- _About this task_: Give the data below again exactly as written, but without the pictures.

Data excerpts:
• • • • •

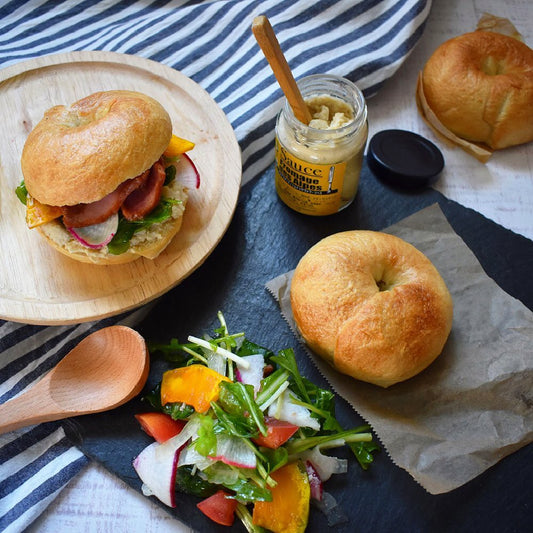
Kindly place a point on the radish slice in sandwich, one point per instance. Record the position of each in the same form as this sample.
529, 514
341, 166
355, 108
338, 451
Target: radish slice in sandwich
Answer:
187, 173
96, 235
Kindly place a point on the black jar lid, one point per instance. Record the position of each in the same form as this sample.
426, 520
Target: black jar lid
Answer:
404, 159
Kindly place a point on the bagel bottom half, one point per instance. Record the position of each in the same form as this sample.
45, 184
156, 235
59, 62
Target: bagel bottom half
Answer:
148, 242
372, 305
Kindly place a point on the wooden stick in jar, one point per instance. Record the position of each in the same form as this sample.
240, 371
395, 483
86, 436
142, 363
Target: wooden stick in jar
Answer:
266, 38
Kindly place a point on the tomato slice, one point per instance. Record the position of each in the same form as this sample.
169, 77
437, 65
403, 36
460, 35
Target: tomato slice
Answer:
219, 508
278, 433
159, 425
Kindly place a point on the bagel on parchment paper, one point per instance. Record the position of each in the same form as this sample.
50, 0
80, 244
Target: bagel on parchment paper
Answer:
101, 156
372, 305
479, 86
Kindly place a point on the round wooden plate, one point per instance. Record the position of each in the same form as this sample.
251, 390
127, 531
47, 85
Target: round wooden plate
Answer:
38, 285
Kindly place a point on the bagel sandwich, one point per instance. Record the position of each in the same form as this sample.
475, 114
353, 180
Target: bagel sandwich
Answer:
105, 181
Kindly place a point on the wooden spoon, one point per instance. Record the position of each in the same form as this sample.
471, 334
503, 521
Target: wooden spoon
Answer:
105, 370
266, 38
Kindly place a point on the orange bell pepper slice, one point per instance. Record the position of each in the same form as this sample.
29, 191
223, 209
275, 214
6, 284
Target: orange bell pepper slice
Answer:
38, 214
195, 385
219, 508
177, 146
288, 512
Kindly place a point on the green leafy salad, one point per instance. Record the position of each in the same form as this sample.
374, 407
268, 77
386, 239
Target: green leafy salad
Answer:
241, 428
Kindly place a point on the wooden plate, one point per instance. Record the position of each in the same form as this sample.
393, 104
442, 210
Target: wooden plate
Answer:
38, 285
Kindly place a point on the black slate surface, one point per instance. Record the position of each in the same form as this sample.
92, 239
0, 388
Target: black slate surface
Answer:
266, 239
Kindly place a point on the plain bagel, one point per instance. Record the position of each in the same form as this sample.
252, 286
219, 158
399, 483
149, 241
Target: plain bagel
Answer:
372, 305
113, 123
480, 87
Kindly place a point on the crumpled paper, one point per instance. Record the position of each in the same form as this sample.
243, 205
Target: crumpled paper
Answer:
472, 406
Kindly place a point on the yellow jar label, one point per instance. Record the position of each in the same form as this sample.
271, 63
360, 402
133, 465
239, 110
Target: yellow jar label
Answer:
309, 188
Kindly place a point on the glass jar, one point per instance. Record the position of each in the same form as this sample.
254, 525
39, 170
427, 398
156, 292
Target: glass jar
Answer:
317, 170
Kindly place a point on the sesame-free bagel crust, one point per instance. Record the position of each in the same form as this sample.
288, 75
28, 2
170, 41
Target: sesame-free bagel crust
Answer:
480, 87
372, 305
81, 153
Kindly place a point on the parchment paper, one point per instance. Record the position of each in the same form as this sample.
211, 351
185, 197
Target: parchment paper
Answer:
474, 404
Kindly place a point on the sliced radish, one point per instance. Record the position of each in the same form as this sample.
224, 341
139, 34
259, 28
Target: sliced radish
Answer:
315, 483
325, 465
187, 173
285, 409
96, 235
254, 373
156, 466
234, 451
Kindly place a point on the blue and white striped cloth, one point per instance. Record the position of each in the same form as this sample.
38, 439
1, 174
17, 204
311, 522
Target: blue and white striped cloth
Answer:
211, 42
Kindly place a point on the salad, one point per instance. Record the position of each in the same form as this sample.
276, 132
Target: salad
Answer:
238, 426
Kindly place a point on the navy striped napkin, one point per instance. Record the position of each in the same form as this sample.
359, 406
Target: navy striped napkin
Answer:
211, 42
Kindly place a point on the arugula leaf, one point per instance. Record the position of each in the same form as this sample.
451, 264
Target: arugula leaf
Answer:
191, 483
249, 492
176, 410
250, 348
206, 443
244, 394
235, 424
274, 458
287, 360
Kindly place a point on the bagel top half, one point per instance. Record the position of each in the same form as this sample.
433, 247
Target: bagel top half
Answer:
480, 87
81, 153
372, 305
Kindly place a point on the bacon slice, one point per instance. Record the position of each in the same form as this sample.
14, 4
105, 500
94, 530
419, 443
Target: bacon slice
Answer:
144, 199
81, 215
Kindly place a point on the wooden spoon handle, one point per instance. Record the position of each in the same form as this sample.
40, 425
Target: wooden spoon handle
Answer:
23, 411
266, 38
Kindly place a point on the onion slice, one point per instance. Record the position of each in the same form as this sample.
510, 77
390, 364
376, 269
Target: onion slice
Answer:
97, 235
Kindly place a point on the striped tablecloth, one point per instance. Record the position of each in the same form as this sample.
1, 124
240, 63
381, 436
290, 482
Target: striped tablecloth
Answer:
210, 42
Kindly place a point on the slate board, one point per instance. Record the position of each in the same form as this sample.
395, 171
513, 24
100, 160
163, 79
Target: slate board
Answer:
266, 239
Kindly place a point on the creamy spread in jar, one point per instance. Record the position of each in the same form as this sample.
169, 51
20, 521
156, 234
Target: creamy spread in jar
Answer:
318, 165
328, 113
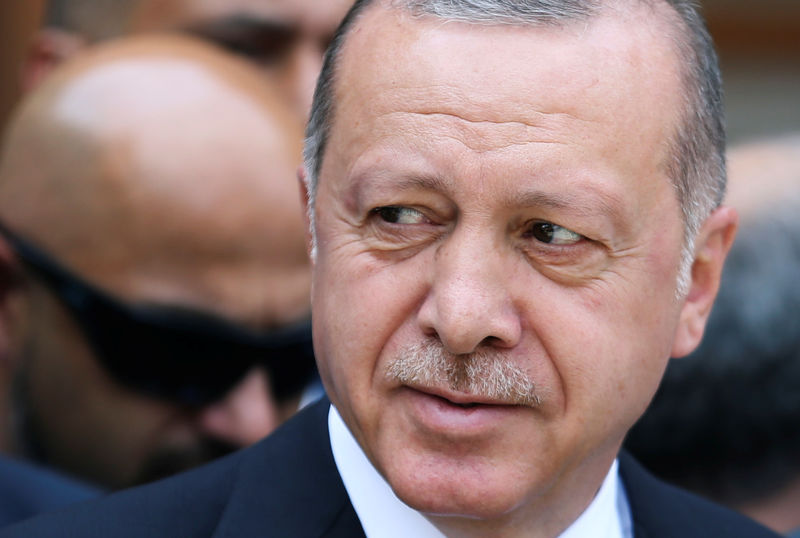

• • • • •

- _Written response_:
Kindly place a point on the radish slice in sandwich, one point per instance. Record the position of each in the same form as this sample.
529, 514
341, 166
355, 108
338, 451
Target: radish slice in sandwich
Answer:
187, 173
96, 235
Kindly place a point on the black jar lid, one point per instance. Record the position of each in the same form as this sample.
426, 520
Target: black jar lid
Answer:
404, 159
Kindly place a point on the bagel bottom half, one point per instance. Record the position of each in the same form as this sample.
45, 184
156, 235
59, 62
Target: bagel bottom half
Answer:
148, 242
372, 305
Kindly place a point on the wooden stick in jar, one point per instance. Record the position of each in the same form as this sample.
240, 371
395, 483
86, 436
142, 363
Target: wooden stick in jar
Answer:
266, 38
Kindly place a point on the tomato slice, one point per instance. Record the position of each in the same form as this sample.
169, 77
437, 65
403, 36
460, 35
Target: tomato slice
Answer:
219, 508
278, 433
159, 425
Kindly place a point on the bagel on parchment paper, one point per instance. Record the position of each in the same form as this sample.
50, 0
80, 244
Target: bagel on parchment paper
Answer:
101, 156
372, 305
479, 86
Kindly place a point on the round wooden plate, one point per instance. Record the position of each in the same form as this sample.
251, 390
127, 531
47, 85
Target: round wooden plate
Answer:
38, 285
Kindly place a point on the bagel sandwich, one point per instance. Record the position of each in the same form as this sample.
475, 114
353, 180
Target: bagel sandwich
Answer:
105, 181
Kindly place a point on the wooden spoon, one point per instance. Record the position of each in the same form as this sample.
471, 334
503, 521
Target: wooden spoon
Answer:
105, 370
266, 38
Kindly place a point on the orange bell pepper slice, one point per instance. Record the position of each in the same form as this sample.
29, 191
223, 209
275, 214
6, 284
Target: orange bell pepper slice
Answer:
38, 214
195, 385
219, 508
177, 146
288, 512
Kindly place a point on the green leafy salad, one point per instance. Record the position of each in the same form as this sample.
374, 407
268, 77
386, 239
Target: green leafy salad
Answer:
241, 428
Kindly place a point on the wooden plate, one point per instance. Record the position of each in the same form as this sample.
393, 104
442, 210
Target: wooden plate
Answer:
38, 285
Kindly place a point on the black slate surface, one point per instance. Record the position of each in the same form as this sample.
92, 239
0, 388
Target: black slate surface
Answer:
266, 239
Kindly place a point on the plain bagel, one point per instance. Record the position of each in the same form as this sample.
252, 286
219, 158
399, 483
149, 241
Target: plain bagel
Answer:
372, 305
113, 123
480, 87
Kindly place a point on the crumpled paper, one point per instance. Record the position of each in the same form as this sample.
243, 205
Target: crumpled paper
Answer:
472, 406
Kindly place a point on the yellow jar label, one point per instance. Record the position of each in the same form as this sample.
271, 63
360, 402
133, 465
239, 110
Target: yellow jar label
Answer:
309, 188
Kindly place a point on the glass jar, one point per instance. Record the position of each in the same form as this sample.
254, 525
39, 170
427, 398
156, 292
Target: glass jar
Answer:
317, 170
Kindly place a point on the sesame-free bagel crust, one point per instance. Record the position of each in the same form as this sample.
288, 75
28, 2
170, 41
Target: sesame-free bagel crust
Answer:
480, 87
372, 305
81, 153
Kindly place a point on the parchment paper, one point per instance. Record the position of each in the same form as this sample.
211, 351
185, 197
Target: parchment paper
Answer:
474, 404
Kindly place a point on the sliced radish, one point per instance. Record the position of each in the same form as this sample.
224, 341
139, 34
259, 28
Target: sliced radish
Answer:
315, 483
325, 465
187, 173
285, 409
96, 235
254, 373
156, 466
234, 451
Kindly place a point on the blue and white striped cloth, one point per instance. Record the position of each in the same form as this sample.
38, 439
1, 174
17, 204
311, 522
Target: blue and white striped cloth
Answer:
211, 42
Kindly place a point on the salad, one point per instance. Record the position of each in the same form as this sample.
276, 132
Target: salad
Answer:
238, 426
Kindly place a point on the navy striped napkin, one point per instance. Record the position of each in the same form as this sample.
359, 406
Target: navy striped napkin
Answer:
211, 42
Kindly place a point on the arugula leaf, one point per instance. Record the position of each in the same form as this sample.
451, 264
Target: arugula leaf
Answer:
191, 483
249, 492
176, 410
250, 348
206, 443
244, 394
235, 424
274, 458
287, 360
Kindly place a point on the bagel top half, one point per instance. Record the position of each in the same form as this sample.
433, 247
Target: bagel top half
Answer:
480, 87
81, 153
372, 305
Kindly place a point on the bacon slice, one point per instance. Record the position of each in the same form as this sample.
14, 4
105, 500
94, 530
419, 443
Target: bacon slice
Answer:
144, 199
81, 215
Kindly place a point on the wooden spoon handle, one point per instance. Record the position of each in the same form as this sample.
40, 425
Target: wooden spoon handle
Answer:
23, 411
266, 38
Kindly place a point on the onion slice, one point per instance. Record the position of each in the same form as this sample.
510, 77
390, 364
376, 269
Target: onion slice
Answer:
97, 235
Kindly place a point on the striped tablecloth, one point per instance. Record the position of each in the same form as this sample.
1, 124
240, 63
381, 436
290, 482
Target: striped tablecloth
Answer:
210, 42
Kindly place a point on the slate board, one point per instance. Record the position of each in the same form as this sample.
395, 171
513, 24
100, 160
163, 79
Target: slate board
Answer:
266, 239
Kindly place a point on the creamy spread in jar, one point per instance. Record the position of each in the same form as this sample.
169, 51
20, 521
156, 234
Target: creamy spread in jar
Answer:
318, 165
328, 113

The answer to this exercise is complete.